*Task prompt:* Tally the lines below that include "winglet" and give only the total.

(Collected data entries)

****************

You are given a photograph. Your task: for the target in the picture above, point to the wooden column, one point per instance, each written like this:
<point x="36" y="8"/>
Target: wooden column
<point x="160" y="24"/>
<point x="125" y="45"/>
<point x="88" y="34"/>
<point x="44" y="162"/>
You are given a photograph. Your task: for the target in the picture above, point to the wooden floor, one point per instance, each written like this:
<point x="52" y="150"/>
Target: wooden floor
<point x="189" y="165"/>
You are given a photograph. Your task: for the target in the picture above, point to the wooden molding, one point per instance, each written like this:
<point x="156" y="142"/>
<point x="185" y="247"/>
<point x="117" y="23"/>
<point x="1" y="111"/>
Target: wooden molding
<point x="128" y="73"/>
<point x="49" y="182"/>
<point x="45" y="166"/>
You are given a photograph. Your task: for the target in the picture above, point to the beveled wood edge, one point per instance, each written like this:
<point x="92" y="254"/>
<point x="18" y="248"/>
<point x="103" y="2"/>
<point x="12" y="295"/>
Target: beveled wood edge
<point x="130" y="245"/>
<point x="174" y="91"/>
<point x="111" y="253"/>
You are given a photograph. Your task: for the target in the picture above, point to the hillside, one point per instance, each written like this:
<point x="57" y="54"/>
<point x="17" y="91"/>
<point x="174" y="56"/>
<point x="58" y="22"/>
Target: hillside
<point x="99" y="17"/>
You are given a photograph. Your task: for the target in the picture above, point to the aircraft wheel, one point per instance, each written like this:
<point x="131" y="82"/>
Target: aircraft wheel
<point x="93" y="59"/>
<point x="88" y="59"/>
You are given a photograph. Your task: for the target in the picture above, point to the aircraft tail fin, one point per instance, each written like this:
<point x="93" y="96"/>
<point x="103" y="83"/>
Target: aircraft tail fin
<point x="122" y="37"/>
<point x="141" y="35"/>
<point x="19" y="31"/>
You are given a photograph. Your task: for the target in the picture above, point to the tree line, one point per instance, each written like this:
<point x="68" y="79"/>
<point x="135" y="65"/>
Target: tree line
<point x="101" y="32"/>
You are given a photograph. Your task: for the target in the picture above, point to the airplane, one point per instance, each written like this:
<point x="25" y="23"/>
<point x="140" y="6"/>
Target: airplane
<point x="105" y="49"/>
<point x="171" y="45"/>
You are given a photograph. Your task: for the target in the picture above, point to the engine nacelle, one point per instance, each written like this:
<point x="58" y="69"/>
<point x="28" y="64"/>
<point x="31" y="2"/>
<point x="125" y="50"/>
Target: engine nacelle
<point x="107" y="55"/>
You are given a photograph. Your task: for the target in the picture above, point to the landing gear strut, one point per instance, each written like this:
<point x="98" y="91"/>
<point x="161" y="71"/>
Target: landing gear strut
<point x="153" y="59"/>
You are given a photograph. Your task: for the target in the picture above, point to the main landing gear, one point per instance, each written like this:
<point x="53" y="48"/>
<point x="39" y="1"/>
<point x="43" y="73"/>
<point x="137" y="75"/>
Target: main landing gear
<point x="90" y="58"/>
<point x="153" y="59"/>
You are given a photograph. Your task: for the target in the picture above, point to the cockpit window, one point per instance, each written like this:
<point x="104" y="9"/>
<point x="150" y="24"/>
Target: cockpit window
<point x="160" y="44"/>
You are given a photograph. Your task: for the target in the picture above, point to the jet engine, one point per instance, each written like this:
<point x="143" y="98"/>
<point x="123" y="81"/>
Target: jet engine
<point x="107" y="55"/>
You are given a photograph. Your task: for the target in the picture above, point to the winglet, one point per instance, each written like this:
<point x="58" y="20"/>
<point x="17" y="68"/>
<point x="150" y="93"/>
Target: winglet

****************

*Response:* 2